Segment Start: Exercise passage

Being dangerously overweight is all down to bad
diet rather than a lack of exercise, according to a trio of doctors who have
reopened the debate about whether food, sedentary lifestyles or both are
responsible for the obesity epidemic.
In an article for a leading health journal the
authors – who include British cardiologist Dr Aseem Malhotra, an outspoken
critic of the food industry – accuse food and drink firms such as Coca-Cola of
having wrongly emphasised how physical activity and sport can help prevent
people becoming very overweight.
The truth, they say, is that while physical
activity is useful in reducing the risk of developing heart disease, dementia
and other conditions, it “does not promote weight loss”.
“In the past 30 years, as obesity has rocketed,
there has been little change in physical activity levels in the western
population. This place the blame for our expanding waistlines directly on the
type and amount of calories consumed.”
The authors add: “Members of the public are drowned
by an unhelpful message about maintaining a ‘healthy weight’ through calorie
counting, and many still wrongly believe that obesity is entirely due to lack
of exercise.”
That “false perception”, they claim in the British
Journal of Sports Medicine, “is rooted in the food industry’s public relations
machinery, which uses tactics chillingly similar to those of big tobacco …
denial, doubt, confusing the public and even buying the loyalty of bent
scientists, at the cost of millions of lives.”
Given the worsening scale of obesity “let us bust
the myth of physical activity and obesity. You cannot outrun a bad diet”, say
Malhotra and his co-authors.

Segment End: Exercise passage

→ Work request 1
Retype the passage of the article on obesity between "Given the worsening" and "and his co-authors.", inclusive.
→ Work request 2
According to the article on obesity, why do the authors blame expanding waistlines directly on the type and amount of calories consumed? Answer in one to three sentences.

Segment Start: Dataset entries

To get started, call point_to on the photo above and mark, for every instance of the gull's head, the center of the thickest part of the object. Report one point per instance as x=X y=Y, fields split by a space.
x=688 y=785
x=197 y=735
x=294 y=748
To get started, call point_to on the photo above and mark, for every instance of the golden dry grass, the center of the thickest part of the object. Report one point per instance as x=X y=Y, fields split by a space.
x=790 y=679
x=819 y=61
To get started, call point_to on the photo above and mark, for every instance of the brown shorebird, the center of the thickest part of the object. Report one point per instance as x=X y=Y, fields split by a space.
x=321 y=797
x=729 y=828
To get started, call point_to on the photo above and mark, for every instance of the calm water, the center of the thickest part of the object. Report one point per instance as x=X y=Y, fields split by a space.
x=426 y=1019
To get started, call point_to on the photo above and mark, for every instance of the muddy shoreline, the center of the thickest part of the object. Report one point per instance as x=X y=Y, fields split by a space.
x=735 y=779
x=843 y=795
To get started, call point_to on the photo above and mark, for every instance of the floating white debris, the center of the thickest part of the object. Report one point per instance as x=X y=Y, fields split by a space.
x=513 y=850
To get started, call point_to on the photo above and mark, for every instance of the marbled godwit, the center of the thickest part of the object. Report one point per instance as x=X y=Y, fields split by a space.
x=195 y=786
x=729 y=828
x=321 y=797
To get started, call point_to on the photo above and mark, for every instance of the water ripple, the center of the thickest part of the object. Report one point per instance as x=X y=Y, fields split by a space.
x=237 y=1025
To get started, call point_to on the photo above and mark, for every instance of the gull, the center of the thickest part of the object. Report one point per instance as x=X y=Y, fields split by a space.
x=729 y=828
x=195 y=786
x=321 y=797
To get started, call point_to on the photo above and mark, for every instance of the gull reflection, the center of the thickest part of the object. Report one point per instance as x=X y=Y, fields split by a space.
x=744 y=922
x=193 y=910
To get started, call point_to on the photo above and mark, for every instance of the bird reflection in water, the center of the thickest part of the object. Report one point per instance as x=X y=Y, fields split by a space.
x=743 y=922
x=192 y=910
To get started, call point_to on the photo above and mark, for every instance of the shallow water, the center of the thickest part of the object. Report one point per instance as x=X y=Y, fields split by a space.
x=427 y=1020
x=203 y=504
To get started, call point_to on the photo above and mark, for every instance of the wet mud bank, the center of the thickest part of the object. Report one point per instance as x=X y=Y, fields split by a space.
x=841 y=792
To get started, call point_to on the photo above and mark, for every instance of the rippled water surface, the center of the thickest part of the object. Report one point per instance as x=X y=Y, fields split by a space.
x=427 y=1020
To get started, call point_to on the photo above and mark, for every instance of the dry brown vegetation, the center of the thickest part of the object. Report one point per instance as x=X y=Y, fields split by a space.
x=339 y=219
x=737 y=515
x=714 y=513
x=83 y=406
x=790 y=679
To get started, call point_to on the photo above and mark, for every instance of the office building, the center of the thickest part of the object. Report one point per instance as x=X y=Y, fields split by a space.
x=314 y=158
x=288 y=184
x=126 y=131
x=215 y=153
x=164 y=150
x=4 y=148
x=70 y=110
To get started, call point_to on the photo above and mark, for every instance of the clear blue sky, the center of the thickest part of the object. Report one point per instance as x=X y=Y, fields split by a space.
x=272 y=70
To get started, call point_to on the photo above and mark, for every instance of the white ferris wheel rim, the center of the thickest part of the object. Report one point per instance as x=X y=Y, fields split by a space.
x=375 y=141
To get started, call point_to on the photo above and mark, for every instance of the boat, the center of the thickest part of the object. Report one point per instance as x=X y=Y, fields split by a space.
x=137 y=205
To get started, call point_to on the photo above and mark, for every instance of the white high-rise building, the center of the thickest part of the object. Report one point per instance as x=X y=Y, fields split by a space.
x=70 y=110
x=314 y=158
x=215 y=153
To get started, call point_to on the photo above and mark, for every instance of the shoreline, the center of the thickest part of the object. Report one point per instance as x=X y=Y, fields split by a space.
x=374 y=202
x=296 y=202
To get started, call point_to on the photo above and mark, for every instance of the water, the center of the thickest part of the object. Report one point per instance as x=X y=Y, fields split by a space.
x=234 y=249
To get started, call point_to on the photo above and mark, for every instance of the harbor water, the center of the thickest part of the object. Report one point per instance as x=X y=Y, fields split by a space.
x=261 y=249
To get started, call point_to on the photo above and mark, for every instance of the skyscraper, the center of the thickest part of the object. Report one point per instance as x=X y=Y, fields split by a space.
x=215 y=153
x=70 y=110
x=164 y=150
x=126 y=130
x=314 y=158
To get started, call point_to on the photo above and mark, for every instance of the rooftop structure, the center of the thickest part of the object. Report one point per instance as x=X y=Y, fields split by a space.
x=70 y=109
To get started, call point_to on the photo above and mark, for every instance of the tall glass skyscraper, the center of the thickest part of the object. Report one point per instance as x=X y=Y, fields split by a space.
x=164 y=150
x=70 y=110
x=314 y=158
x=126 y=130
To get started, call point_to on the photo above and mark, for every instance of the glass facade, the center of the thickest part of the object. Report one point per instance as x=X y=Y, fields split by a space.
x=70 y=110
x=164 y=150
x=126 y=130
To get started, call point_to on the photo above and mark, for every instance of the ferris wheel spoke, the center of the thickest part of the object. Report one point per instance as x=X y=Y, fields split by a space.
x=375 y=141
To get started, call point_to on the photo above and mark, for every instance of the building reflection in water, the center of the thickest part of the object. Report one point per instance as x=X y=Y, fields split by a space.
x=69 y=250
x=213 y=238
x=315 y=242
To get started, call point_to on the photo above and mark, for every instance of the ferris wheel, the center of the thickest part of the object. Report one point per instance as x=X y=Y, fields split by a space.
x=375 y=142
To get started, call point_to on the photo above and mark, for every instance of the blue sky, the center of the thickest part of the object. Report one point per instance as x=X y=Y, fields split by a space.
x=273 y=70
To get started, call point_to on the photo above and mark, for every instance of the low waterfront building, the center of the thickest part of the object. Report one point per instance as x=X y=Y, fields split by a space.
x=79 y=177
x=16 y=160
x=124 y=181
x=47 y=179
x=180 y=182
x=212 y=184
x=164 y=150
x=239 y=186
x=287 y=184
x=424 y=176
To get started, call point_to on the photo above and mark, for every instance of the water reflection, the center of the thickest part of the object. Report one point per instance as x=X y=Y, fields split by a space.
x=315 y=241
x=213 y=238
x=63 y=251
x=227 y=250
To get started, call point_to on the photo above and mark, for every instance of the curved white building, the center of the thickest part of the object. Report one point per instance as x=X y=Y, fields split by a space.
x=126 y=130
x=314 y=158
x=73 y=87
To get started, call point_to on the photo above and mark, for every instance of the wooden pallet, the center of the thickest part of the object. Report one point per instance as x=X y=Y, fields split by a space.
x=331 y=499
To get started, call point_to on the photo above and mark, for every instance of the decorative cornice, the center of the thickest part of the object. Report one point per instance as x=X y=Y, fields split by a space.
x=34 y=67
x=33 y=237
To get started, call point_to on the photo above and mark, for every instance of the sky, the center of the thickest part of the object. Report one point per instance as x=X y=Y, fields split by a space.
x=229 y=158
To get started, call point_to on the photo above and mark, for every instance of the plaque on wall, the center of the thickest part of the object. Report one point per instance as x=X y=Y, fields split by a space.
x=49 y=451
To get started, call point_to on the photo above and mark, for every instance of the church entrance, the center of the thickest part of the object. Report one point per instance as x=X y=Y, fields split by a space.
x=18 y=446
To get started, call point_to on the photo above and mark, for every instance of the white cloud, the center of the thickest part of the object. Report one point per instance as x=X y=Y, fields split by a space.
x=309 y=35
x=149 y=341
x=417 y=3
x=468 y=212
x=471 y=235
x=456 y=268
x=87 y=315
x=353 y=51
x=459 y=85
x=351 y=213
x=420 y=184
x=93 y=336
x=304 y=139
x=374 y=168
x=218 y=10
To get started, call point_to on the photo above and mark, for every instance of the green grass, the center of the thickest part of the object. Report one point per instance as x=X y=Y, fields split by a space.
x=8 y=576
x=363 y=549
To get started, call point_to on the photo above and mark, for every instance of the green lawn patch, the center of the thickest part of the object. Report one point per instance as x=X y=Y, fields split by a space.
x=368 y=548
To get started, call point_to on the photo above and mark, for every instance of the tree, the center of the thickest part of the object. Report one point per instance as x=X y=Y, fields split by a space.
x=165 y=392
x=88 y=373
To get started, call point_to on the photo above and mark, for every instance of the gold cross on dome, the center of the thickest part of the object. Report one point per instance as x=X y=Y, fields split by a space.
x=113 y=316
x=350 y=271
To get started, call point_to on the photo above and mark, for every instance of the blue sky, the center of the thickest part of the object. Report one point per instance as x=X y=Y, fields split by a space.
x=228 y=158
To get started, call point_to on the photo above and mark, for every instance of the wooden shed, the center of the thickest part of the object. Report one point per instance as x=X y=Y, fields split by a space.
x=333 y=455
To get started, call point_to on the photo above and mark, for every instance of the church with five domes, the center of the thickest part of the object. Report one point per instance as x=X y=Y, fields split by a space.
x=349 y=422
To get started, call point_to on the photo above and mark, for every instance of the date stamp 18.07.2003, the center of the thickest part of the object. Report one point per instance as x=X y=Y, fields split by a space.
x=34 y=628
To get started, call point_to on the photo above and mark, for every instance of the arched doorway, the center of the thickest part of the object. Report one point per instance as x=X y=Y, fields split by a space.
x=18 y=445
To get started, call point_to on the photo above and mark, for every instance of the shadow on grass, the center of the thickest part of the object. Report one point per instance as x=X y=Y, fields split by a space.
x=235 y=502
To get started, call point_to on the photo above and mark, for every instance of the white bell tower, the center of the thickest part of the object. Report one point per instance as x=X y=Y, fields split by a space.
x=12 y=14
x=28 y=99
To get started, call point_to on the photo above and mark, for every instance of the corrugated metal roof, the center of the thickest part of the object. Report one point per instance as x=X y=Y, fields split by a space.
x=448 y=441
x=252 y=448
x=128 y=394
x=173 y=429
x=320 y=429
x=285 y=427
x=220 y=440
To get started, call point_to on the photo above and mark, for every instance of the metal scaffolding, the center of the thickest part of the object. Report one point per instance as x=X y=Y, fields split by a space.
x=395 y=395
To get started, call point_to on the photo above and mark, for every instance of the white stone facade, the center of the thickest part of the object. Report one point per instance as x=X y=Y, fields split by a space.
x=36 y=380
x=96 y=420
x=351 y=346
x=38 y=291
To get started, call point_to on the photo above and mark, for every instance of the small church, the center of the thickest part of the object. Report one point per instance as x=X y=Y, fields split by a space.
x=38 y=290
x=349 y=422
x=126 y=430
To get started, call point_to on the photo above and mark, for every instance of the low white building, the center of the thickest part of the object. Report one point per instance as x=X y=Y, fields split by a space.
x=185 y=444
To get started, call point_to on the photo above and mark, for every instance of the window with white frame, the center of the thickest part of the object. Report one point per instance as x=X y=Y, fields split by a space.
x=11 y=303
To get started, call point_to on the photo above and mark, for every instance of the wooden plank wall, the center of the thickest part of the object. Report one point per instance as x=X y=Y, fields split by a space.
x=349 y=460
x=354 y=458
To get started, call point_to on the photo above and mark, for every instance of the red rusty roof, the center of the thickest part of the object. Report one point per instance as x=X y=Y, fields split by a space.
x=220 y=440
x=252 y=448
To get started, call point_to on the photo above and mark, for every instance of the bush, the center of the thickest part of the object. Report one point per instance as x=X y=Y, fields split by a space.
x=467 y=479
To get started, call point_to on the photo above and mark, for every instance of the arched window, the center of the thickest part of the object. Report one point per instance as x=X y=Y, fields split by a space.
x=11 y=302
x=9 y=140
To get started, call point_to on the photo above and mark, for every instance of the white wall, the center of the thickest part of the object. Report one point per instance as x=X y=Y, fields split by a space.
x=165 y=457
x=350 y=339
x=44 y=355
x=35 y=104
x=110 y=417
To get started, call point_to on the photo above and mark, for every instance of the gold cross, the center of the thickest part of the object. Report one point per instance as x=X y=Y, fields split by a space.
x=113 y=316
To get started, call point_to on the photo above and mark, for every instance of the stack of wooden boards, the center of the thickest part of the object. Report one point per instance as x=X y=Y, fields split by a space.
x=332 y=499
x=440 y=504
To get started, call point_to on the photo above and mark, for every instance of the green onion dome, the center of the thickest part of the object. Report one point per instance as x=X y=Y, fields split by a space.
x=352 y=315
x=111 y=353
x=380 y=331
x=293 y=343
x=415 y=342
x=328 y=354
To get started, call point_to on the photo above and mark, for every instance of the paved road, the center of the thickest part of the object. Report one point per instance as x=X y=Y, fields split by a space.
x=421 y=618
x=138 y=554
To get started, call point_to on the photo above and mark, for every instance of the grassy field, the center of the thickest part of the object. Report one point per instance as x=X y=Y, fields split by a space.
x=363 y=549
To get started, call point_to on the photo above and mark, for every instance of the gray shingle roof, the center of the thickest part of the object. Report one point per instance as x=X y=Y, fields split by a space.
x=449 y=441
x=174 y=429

Segment End: Dataset entries

→ Exercise answer 1
Given the worsening scale of obesity “let us bust
the myth of physical activity and obesity. You cannot outrun a bad diet”, say
Malhotra and his co-authors.

→ Exercise answer 2
Over the past 30 years, obesity has risen sharply while physical activity levels in the western population have changed little. The authors therefore conclude that the cause lies in the type and amount of calories consumed.